··· Data for this exercise ···

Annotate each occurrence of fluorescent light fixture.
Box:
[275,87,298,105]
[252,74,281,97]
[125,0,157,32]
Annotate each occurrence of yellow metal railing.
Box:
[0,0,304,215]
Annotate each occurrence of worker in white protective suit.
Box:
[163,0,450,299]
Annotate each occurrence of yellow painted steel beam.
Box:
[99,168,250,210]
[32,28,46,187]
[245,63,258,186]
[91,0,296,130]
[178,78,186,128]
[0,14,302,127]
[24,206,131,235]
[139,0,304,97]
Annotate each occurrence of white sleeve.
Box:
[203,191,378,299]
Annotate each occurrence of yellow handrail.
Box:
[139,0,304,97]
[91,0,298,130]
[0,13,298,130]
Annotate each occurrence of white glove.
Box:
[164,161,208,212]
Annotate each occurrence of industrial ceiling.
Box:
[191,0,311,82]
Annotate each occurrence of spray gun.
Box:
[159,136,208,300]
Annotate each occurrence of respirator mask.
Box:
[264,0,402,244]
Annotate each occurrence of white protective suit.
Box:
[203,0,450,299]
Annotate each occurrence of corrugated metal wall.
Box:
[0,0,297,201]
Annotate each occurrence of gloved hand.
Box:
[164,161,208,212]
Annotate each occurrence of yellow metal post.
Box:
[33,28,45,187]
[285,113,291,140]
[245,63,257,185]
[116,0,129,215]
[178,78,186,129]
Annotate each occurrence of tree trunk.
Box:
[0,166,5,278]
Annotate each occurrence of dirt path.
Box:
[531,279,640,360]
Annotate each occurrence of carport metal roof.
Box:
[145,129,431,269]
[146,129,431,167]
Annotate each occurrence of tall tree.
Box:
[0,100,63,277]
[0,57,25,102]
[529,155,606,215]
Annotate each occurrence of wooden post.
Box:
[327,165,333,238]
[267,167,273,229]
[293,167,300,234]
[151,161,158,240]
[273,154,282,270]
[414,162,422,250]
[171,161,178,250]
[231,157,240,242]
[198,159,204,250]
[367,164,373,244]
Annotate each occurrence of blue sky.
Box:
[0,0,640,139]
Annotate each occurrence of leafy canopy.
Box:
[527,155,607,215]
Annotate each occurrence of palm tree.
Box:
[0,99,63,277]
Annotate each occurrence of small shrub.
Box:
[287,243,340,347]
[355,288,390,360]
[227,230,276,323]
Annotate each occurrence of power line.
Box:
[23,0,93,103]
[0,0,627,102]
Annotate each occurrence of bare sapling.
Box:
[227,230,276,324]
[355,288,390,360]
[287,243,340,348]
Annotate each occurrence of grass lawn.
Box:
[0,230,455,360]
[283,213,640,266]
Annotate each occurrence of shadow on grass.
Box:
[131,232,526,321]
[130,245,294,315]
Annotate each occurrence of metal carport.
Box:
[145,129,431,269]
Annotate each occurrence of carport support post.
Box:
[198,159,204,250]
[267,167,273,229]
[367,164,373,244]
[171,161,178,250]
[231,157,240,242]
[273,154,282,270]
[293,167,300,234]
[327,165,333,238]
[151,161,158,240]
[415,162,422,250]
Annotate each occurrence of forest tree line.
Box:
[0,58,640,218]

···

▶ _Directions_
Arrange all of the entries above as a Markdown table with the columns Row and Line. Put each line in its own numbered row and leave out blank lines.

▶ _Finished answer_
| Row | Line |
|---|---|
| 1 | Annotate each occurrence of fluorescent light fixture. |
| 2 | Box: |
| 3 | [275,87,298,105] |
| 4 | [252,74,281,97] |
| 5 | [125,0,157,32] |
| 6 | Annotate each occurrence of yellow metal railing. |
| 7 | Box: |
| 8 | [0,0,304,215] |
| 9 | Annotate each occurrence of worker in white protective suit. |
| 10 | Box: |
| 11 | [163,0,450,299] |
| 12 | Annotate each occurrence of yellow painted steel beam. |
| 13 | Box: |
| 14 | [99,168,250,210] |
| 15 | [32,28,46,187] |
| 16 | [245,63,258,186] |
| 17 | [91,0,296,130] |
| 18 | [178,78,186,128] |
| 19 | [0,14,302,127] |
| 20 | [24,206,131,235] |
| 21 | [139,0,304,97] |
| 22 | Annotate each occurrence of white sleeve. |
| 23 | Box: |
| 24 | [203,191,378,299] |
| 25 | Annotate each occurrence of yellow handrail. |
| 26 | Box: |
| 27 | [139,0,304,97] |
| 28 | [91,0,298,130] |
| 29 | [0,13,298,130] |
| 30 | Annotate each occurrence of white glove. |
| 31 | Box: |
| 32 | [164,161,208,212] |
| 33 | Annotate each occurrence of industrial ceiling. |
| 34 | Box: |
| 35 | [191,0,311,82] |
| 36 | Annotate each occurrence of spray gun. |
| 37 | Box: |
| 38 | [159,136,208,300] |
| 39 | Annotate each occurrence of respirator mask. |
| 40 | Box: |
| 41 | [264,0,402,244] |
| 42 | Annotate each occurrence of white protective suit. |
| 43 | Box: |
| 44 | [203,0,450,299] |
| 45 | Annotate each occurrence of corrugated metal wall. |
| 46 | Box: |
| 47 | [0,0,297,201] |
| 48 | Annotate each occurrence of gloved hand. |
| 49 | Box: |
| 50 | [164,161,208,212] |
| 51 | Annotate each occurrence of yellow metal post. |
| 52 | Box: |
| 53 | [33,28,45,187] |
| 54 | [285,113,291,140] |
| 55 | [245,63,257,185] |
| 56 | [116,0,129,215] |
| 57 | [178,78,186,129] |
| 58 | Annotate each occurrence of tree trunk. |
| 59 | Box: |
| 60 | [0,166,5,278] |
| 61 | Annotate each occurrence of dirt path. |
| 62 | Box: |
| 63 | [531,279,640,360] |
| 64 | Annotate each occurrence of carport metal roof. |
| 65 | Box: |
| 66 | [145,129,431,269] |
| 67 | [146,129,431,167] |
| 68 | Annotate each occurrence of tall tree. |
| 69 | Box: |
| 70 | [0,100,63,277] |
| 71 | [0,57,25,102] |
| 72 | [529,155,606,215] |
| 73 | Annotate each occurrence of wooden post. |
| 74 | Box: |
| 75 | [327,165,333,238] |
| 76 | [267,167,273,229] |
| 77 | [293,167,300,234] |
| 78 | [151,161,158,240] |
| 79 | [273,154,282,270] |
| 80 | [414,162,422,250] |
| 81 | [171,161,178,250] |
| 82 | [231,157,240,242] |
| 83 | [198,159,204,250] |
| 84 | [367,164,373,244] |
| 85 | Annotate each occurrence of blue sky. |
| 86 | Box: |
| 87 | [0,0,640,139] |
| 88 | Annotate each occurrence of leafy canopy. |
| 89 | Box: |
| 90 | [527,155,607,215] |
| 91 | Annotate each occurrence of palm tree. |
| 92 | Box: |
| 93 | [0,99,63,277] |
| 94 | Annotate each occurrence of small shrub. |
| 95 | Box: |
| 96 | [287,243,340,347] |
| 97 | [355,288,390,360] |
| 98 | [227,230,276,323] |
| 99 | Annotate each occurrence of power line. |
| 100 | Box: |
| 101 | [23,0,93,103] |
| 102 | [0,0,627,102] |
| 103 | Annotate each occurrence of bare sapling. |
| 104 | Box: |
| 105 | [227,230,276,324] |
| 106 | [355,288,390,360] |
| 107 | [287,243,340,348] |
| 108 | Annotate each occurrence of grass lawn. |
| 109 | Box: |
| 110 | [0,230,455,360] |
| 111 | [283,213,640,266] |
| 112 | Annotate each occurrence of shadow on grass. |
| 113 | Box: |
| 114 | [131,232,526,321] |
| 115 | [130,245,294,315] |
| 116 | Annotate each occurrence of metal carport. |
| 117 | Box: |
| 118 | [145,129,431,269] |
| 119 | Annotate each occurrence of carport support post. |
| 120 | Box: |
| 121 | [198,159,204,250] |
| 122 | [267,167,273,229] |
| 123 | [367,164,373,244] |
| 124 | [171,161,178,250] |
| 125 | [231,157,240,242] |
| 126 | [273,154,282,270] |
| 127 | [293,167,300,234] |
| 128 | [327,165,333,238] |
| 129 | [151,161,158,240] |
| 130 | [415,162,422,250] |
| 131 | Annotate each occurrence of forest tree line. |
| 132 | Box: |
| 133 | [0,58,640,218] |